TEXT SEGMENT:
Note: Figures labeled “(est.)” are directional estimates based on publicly available information as of mid-2026. Hardware pricing, cluster-scale economics, and training compute capacities are not fully publicly disclosed by the companies discussed. This article does not constitute investment advice.

WHAT TO DO: Decide whether each statement below agrees with the note, answering yes or no and quoting the words from the note that settle it. 1. Figures labeled "(est.)" rely on publicly available information. 2. The companies discussed have fully disclosed their hardware pricing. 3. The article offers investment advice.

DATA SEGMENT:
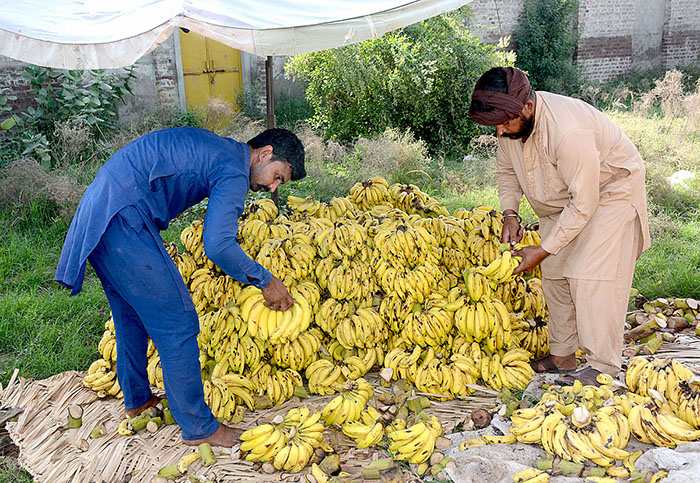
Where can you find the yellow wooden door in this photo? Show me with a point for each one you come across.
(210, 69)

ANSWER TO THIS TASK:
1. Yes: "Figures labeled “(est.)” are directional estimates based on publicly available information as of mid-2026."
2. No: "Hardware pricing, cluster-scale economics, and training compute capacities are not fully publicly disclosed by the companies discussed."
3. No: "This article does not constitute investment advice."